Copy out all of the data below, swapping each "Target" for "Object" and leaving every other word as it is.

** begin RECORDS FOR THE TASK **

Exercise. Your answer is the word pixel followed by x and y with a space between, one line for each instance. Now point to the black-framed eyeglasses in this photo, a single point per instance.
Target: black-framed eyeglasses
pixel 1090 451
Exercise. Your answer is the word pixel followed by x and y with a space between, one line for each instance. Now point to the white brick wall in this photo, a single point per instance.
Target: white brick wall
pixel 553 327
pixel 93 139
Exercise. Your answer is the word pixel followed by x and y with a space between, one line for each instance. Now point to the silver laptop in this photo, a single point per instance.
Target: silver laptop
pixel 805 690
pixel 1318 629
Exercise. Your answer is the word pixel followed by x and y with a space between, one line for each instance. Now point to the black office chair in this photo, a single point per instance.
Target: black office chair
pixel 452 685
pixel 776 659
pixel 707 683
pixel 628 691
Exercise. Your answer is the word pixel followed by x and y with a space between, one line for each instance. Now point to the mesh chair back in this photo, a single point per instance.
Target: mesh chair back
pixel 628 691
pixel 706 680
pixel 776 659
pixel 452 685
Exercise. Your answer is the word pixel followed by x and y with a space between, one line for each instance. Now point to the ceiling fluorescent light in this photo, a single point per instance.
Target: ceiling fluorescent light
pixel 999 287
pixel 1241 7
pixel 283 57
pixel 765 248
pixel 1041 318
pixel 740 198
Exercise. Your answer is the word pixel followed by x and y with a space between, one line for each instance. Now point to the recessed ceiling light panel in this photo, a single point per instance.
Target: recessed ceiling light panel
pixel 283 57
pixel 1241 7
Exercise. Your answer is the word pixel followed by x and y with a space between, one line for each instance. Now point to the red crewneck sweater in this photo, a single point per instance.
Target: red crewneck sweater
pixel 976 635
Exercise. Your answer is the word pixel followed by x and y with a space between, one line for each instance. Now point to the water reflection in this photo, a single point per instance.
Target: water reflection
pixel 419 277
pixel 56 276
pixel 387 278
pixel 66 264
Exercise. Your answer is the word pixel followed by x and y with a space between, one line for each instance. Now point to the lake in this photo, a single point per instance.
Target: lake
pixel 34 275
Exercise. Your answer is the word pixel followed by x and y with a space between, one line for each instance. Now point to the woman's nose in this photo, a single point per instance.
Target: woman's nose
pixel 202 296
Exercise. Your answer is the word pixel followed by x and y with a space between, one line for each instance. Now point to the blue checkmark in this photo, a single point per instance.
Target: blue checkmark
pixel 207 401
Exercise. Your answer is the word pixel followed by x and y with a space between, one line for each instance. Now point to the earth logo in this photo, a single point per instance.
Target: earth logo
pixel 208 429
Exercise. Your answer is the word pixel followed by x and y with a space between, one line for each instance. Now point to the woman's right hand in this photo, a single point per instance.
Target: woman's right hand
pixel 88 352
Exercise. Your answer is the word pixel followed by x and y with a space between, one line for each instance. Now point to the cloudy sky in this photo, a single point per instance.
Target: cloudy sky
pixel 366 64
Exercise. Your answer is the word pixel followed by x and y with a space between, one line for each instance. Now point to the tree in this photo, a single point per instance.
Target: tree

** end RECORDS FOR THE TASK **

TASK SOLUTION:
Exercise. Your answer is the word pixel followed by x and y with a space between, one line for each instance. Now point to the black-framed eyeglasses in this photo, a single point per instance.
Object: black-framed eyeglasses
pixel 1090 451
Exercise. Your answer is the word pixel followed by x and y with a space between, one line for each instance. Now point to the white brick wall in this photo, a single point per instance.
Object: white brick wall
pixel 553 327
pixel 93 139
Exercise. Your answer is the word pixel followed by x and y with a space between, one line for each instance. Now point to the silver laptop in this photo, a single point per instance.
Object: silver laptop
pixel 805 690
pixel 1318 629
Exercise. Your answer is the word pixel followed by x and y with a space between, one line for each instance. Now point to the black office chair in this photo, a single point per instance.
Object: black office chair
pixel 452 685
pixel 776 659
pixel 707 683
pixel 628 691
Exercise. Your answer is the word pixel followed by x and y with a space between, one line for each instance. Now point to the mesh chair back in this photo, a single point per instance.
Object: mesh chair back
pixel 628 691
pixel 706 680
pixel 776 659
pixel 452 685
Exercise. Your answer is the word pixel followed by x and y with a space between, one line for each instance. Now point to the ceiling fluorescent light in this photo, a single point per instance.
Object: ceiling fluorescent light
pixel 999 287
pixel 1241 7
pixel 283 57
pixel 765 248
pixel 1041 318
pixel 740 198
Exercise. Your answer is the word pixel followed by x and y with a space between, one line for each instance. Now point to the recessed ceiling light panel in this photo, a single point per instance.
Object: recessed ceiling light panel
pixel 283 57
pixel 1241 7
Exercise. Your answer is the word pixel followed by x and y with a space between, one line for each instance. Now point to the red crewneck sweater in this photo, a single point per instance.
Object: red crewneck sweater
pixel 976 635
Exercise. Your answer is the word pixel followed by x and y with a space between, one line for each instance. Now point to the water reflection in this photo, a single point per instance.
Object: water reflection
pixel 419 277
pixel 56 276
pixel 387 278
pixel 66 264
Exercise. Your answer is the word pixel followed by x and y with a space between, one line for each instance. Now point to the lake in this photo, a single point per instance.
Object: lake
pixel 34 275
Exercise. Your answer is the word pixel followed by x and y with a space between, one line for each instance. Now point to the woman's nose in this photo, a single point per instance.
Object: woman's nose
pixel 202 296
Exercise. Your answer is the word pixel followed by x and y with a space between, one line for each instance. Now point to the blue checkmark in this photo, a single point per instance.
Object: blue checkmark
pixel 207 401
Exercise. Your answer is the word pixel followed by x and y with a space between, one line for each instance. Now point to the earth logo in this photo, a single point per instance.
Object: earth logo
pixel 208 429
Exercise. Your answer is the word pixel followed by x and y with a space between, one line for each instance. Now point to the woman's right hand in this photo, a single point per instance.
Object: woman's right hand
pixel 88 352
Exercise. Your answer is the word pixel followed by x and y with a space between, one line for each instance. Now point to the cloudy sky in this photo, a single point per instance.
Object: cloudy sky
pixel 366 64
Exercise. Your answer is the word pixel followed by x and y with a space between, one line for each instance. Now point to the tree in this photo, a single point per instance.
Object: tree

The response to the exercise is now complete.